**WORK ORDER A**
In the article about juvenile offenders and early death, how much more likely than the general population are youth transferred to adult court to die early?
**WORK ORDER B**
Rewrite the paragraph of the article about juvenile offenders and early death that begins "For black men, the association was especially strong" as a short bulleted list, keeping its main facts.
**WORK ORDER C**
Continue the article about juvenile offenders and early death, starting after its final quoted sentence.

**EXTRACTED TEXT**
-----
Monday, November 16, 2015

Kids Who Face Criminal Charges Are More Likely To Die Young


The horrors juveniles suffer in adults prisons -- including high recidivism rates and the abuse they suffer at the hands of correctional officers and fellow prisoners -- has been well-documented, in this publication and others.


But sadly, these juveniles' lives are in danger long before they ever reach a cell block. Young offenders who are transferred to adult court are three times more likely to die early than someone of the same age in the general population, according to a longitudinal study published this month in the American Journal of Preventative Medicine. 


"Any involvement with the criminal justice system increased the chance of mortality," lead study author Matthew Aalsma, an associate professor of pediatrics at Indiana University, told The Huffington Post.


The more severe the punishment a youth offender faced, the greater the likelihood he would die early, Aalsma explained. Most of the time, he noted, the kids died by homicide.


The study compared electronic criminal justice records and health records of almost 50,000 10- to 18-year-old offenders in Marion County, Indiana, between 1999 and 2011, finding a direct link between involvement in the justice system and early death.


The study broke criminal justice involvement into four categories of increasing seriousness: arrest, detainment in a country-run detention center (for an average of two weeks), incarceration, and transfer to adult court.


Among these groups, arrested youth had the lowest mortality rates and were 1.5 times more likely to die early than kids of the same age who had never been arrested. Detained offenders faced even worse odds, followed by those who were incarcerated. Youth transferred to adult court were at the greatest risk, proving three times more likely to die young after being released than the general population.  



Any involvement with the criminal justice system increased the chance of mortality



For black men, the association was especially strong. Of the 518 individuals who died during the study period, 56 percent were black and 84 percent were boys and men. The most common age of death was between 19 and 21 years old.  


"Simply being involved in the criminal justice system changes how a youth sees himself, how a community sees itself," Aalsma said. "Each time you’re taken out of the community and put in detention, incarcerated, jailed, it loosens the social bonds," he said. "Think about a 16-year-old. He's not going to school. If he was in therapy, he's not going to therapy anymore."
-----
(Dataset items)

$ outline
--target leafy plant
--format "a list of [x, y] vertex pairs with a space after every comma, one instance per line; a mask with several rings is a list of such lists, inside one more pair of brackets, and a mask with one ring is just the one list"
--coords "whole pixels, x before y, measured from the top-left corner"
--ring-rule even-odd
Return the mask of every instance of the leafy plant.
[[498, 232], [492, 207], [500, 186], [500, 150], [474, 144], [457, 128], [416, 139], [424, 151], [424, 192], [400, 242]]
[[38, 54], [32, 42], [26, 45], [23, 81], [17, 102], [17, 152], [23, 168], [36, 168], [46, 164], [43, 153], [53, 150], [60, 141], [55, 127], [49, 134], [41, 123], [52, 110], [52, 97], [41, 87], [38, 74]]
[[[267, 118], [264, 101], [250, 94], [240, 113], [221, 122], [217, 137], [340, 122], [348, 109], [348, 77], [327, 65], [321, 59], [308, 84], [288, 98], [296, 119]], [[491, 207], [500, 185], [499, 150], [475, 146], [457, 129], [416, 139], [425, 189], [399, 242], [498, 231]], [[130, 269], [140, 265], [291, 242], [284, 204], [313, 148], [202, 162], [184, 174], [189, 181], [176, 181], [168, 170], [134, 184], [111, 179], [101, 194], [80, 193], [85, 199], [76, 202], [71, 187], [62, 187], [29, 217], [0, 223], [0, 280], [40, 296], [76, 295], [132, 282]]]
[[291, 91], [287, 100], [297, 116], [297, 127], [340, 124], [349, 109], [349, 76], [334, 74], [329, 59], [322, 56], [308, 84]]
-----
**EXPECTED ANSWER A**
They are three times more likely to die early.

**EXPECTED ANSWER B**
- The link between justice involvement and early death was especially strong for black men.
- 518 individuals died during the study period.
- Of those, 56 percent were black and 84 percent were boys and men.
- The most common age of death was 19 to 21.

**EXPECTED ANSWER C**
According to a 2011 report by the National Center on Juvenile Justice, roughly a quarter-million juveniles are transferred to adult court each year. In 2007, for example, 247,000 juveniles in the U.S. ended up in adult court because of state age jurisdiction laws (such as statutes in New York and North Carolina that require 16- and 17-year-olds to be considered adults in criminal cases). Another 8,500 juveniles were transferred to the adult system based on transfer law -- judicial decisions made because of the nature of the crime or at the discretion of a prosecutor -- that same year. Nine states currently prosecute 17-year-olds as adults no matter the charge.


There's a pervasive misperception that juvenile detention is rehabilitative, when in reality, it usually has the opposite effect. A week in detention, six months in prison or years in the adult system can have a long-tail effect, making it that much harder for a juvenile offender to move on after being released.


"We lock them up and then we convince ourselves it's good for the kids too," Jeffrey Butts, the director of the research and evaluation center at  John Jay College of Criminal Justice, told the Center for Public Integrity in 2013. "There's nothing inherent about locking someone up and controlling their movement that is rehabilitative."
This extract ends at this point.